• [Fragmento del texto]
──────────────────────────────

Pero hay un aspecto en concreto que aflige especialmente a Eddie. Se trata de elevado número de niños que pasan los días entre los desperdicios. Algo que me comenta apenas entramos al vertedero y que puedo comprobar a los pocos metros, cuando vislumbro a dos niños de cuclillas, en medio de la basura.

Al acercarme descubro que, de una bolsa de residuos de la popular cadena de pollo frito Tip Top, extraen los huesos. A pesar de las moscas, del olor fétido de la basura, estos dos jóvenes no dudan en comer la poca carne que encuentran entre los desperdicios.

Continúa…

Los que viven de la basura en Bangladesh (2)

Un confuso magma de botellas de plástico, cartones, latas, residuos orgánicos, del que emana un vaho hediondo y sobre el que cuelgan varias bombillas sujetas a postes de bambú. Y en la penumbra de la noche bengalí, entre las nubes de insectos que crepitan bajo la luz acuosa de las bombillas, el sonido de la respiración de los niños que trabajan afanosamente.

Uno de ellos, Kamal, que tiene ocho años, me cuenta su historia. Sus padres lo enviaron desde el campo. El dinero que gana recogiendo desperdicios de la calle y clasificándolos, unos cuarenta euros al mes, se los hace llegar para que puedan salir adelante, para que puedan alimentar a sus hermanos, ya que la situación en las zonas agrícolas es realmente complicada. Escucho su testimonio con la habitual desazón que me produce la costumbre que impera en esta parte del mundo de entregar los hijos a intermediarios para que les consigan empleo en las ciudades.

──────────────────────────────

• [Tareas propuestas]
• a. Reproduce el tramo del texto sobre el vertedero que va desde "Al acercarme descubro" hasta "que trabajan afanosamente.".
• b. Según el texto sobre el vertedero, ¿cuánto dinero gana Kamal al mes recogiendo y clasificando desperdicios?
• c. Prosigue el texto sobre el vertedero a partir de su última oración.
Las filas no intervienen en esta parte.

──────────────────────────────

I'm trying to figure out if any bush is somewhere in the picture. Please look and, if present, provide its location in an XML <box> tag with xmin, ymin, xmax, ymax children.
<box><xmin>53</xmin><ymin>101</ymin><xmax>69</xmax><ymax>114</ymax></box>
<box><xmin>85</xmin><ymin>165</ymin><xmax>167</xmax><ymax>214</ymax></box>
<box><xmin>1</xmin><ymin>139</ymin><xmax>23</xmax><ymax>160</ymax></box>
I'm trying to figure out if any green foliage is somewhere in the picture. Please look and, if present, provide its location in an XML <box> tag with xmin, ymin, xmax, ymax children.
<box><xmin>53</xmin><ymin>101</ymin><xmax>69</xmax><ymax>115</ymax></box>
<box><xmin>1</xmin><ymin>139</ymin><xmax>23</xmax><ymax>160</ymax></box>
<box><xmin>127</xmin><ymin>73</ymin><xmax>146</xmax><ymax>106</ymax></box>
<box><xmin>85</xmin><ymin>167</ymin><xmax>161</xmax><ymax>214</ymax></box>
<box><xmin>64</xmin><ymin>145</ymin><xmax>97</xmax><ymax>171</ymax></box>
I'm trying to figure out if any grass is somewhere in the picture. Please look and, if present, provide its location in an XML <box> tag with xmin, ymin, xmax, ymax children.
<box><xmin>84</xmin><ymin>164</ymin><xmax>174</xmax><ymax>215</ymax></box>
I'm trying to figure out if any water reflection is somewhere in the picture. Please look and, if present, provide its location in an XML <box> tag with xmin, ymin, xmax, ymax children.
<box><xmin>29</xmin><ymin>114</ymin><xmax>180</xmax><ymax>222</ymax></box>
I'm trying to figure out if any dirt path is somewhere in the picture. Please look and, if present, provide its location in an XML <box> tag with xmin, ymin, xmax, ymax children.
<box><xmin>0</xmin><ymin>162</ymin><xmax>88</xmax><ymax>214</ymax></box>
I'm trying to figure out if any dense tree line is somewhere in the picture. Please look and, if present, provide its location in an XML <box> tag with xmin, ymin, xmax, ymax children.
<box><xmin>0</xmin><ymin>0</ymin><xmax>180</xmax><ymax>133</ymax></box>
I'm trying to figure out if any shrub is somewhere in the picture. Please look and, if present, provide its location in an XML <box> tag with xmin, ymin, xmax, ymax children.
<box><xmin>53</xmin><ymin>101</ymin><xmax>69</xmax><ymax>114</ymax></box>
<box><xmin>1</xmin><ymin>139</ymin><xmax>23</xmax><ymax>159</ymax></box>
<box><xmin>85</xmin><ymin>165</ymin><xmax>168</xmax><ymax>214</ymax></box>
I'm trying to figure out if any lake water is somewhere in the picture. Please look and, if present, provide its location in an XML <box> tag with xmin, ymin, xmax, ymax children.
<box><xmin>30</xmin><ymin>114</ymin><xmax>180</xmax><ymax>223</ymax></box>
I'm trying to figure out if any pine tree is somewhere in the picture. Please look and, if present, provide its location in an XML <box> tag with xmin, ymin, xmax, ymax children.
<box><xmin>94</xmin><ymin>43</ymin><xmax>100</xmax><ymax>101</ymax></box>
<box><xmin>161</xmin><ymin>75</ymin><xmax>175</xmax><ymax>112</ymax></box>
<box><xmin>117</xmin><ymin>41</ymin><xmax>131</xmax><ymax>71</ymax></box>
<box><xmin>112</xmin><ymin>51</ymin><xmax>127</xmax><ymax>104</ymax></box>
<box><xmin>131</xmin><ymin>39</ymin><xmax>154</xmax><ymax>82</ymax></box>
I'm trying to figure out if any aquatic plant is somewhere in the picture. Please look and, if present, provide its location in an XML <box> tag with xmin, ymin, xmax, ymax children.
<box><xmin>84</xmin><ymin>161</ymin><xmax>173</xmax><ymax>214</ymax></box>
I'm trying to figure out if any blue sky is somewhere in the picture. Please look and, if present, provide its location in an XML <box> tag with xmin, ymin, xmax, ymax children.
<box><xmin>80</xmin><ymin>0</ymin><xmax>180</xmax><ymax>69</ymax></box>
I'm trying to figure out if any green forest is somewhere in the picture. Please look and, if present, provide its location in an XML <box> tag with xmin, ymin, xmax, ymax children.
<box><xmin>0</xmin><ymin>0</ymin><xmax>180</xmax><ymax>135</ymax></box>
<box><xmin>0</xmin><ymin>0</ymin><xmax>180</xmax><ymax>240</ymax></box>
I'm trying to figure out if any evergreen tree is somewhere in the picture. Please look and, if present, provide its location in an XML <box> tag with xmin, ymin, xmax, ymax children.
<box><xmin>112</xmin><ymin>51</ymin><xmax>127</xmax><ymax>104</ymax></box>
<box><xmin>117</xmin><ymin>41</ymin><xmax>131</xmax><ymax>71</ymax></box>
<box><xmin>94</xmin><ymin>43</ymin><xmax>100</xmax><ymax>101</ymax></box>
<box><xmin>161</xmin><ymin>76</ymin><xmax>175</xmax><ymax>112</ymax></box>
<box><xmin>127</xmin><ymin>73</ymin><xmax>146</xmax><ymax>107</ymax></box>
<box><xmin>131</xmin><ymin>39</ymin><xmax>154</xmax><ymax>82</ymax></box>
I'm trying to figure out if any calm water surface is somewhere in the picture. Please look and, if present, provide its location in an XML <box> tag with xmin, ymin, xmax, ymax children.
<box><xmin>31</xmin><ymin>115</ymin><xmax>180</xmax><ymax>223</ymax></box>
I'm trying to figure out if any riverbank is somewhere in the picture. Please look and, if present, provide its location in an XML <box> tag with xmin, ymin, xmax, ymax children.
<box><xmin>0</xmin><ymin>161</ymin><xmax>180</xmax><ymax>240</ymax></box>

──────────────────────────────

• [Soluciones]
• a.
Al acercarme descubro que, de una bolsa de residuos de la popular cadena de pollo frito Tip Top, extraen los huesos. A pesar de las moscas, del olor fétido de la basura, estos dos jóvenes no dudan en comer la poca carne que encuentran entre los desperdicios.

Continúa…

Los que viven de la basura en Bangladesh (2)

Un confuso magma de botellas de plástico, cartones, latas, residuos orgánicos, del que emana un vaho hediondo y sobre el que cuelgan varias bombillas sujetas a postes de bambú. Y en la penumbra de la noche bengalí, entre las nubes de insectos que crepitan bajo la luz acuosa de las bombillas, el sonido de la respiración de los niños que trabajan afanosamente.

• b. Unos cuarenta euros al mes.

• c.
Me obsesiono con este ejército de niños que pasa las noches trabajando en el solar atiborrado de desperdicios que se encuentra junto al hotel en el que me hospedo, y que puedo observar con solo abrir la ventana. Esas vidas perdidas en medio de la basura, de la marginación, de la enfermedad, que se parecen a tantas otras vidas que he conocido en mi vida. En la India se los conoce como cangalis (literalmente: “pordioseros”), en la Argentina como cartoneros, en Brasil como catadores. Los nombres varían, pero la historia de fondo es la misma: la miseria que empuja a la degradación física e intelectual.

Sigo a Mohamed, de nueve años, que al mediodía sale con su bolsa de arpillera al hombro en busca de objetos que puedan ser reciclados. Vestido apenas con un par de pantalones cortos que se ha sujetado a la altura del ombligo con un cinturón hecho de trozos de yute unidos por clips de metal, camina lentamente, meciendo la cabeza. Coge un trozo de hierro retorcido, oxidado, que sobresale de una alcantarilla; unos periódicos manchados de comida de una papelera. Su mirada se detiene en el afiche de una película bengalí. Sonriente, me dice que su héroe del cine es Sharuk Khan.

Pienso en otra constante que he encontrado en los jóvenes trabajadores que he conocido en todo el mundo: aunque tratan de parecer adultos, en las formas, en la mirada, en la pose, en la voz impostada – quizás para sobrevivir en un medio tan hostil, quizás porque saben que el bienestar de la gente que quieren depende de su esfuerzo -, lo cierto es que no dejan de ser niños cargados de gestos de inocencia, de sorpresa frente a la realidad.

Las organizaciones no gubernamentales calculan que cinco millones de niños trabajan en Bangladesh. Según el Informe Nacional sobre Trabajo Infantil 2002-2003, el 67% lo hace en el sector informal, sin protección legal, expuesto a duras condiciones que afectan a su salud.

Cuando Mohamed llena su bolsa de arpillera, regresa al solar donde se encuentra el hombre para el que trabaja. Coloca la bolsa en una antigua balanza para ver cuánto pesa, y luego descarga su contenido en una montaña de desperdicios.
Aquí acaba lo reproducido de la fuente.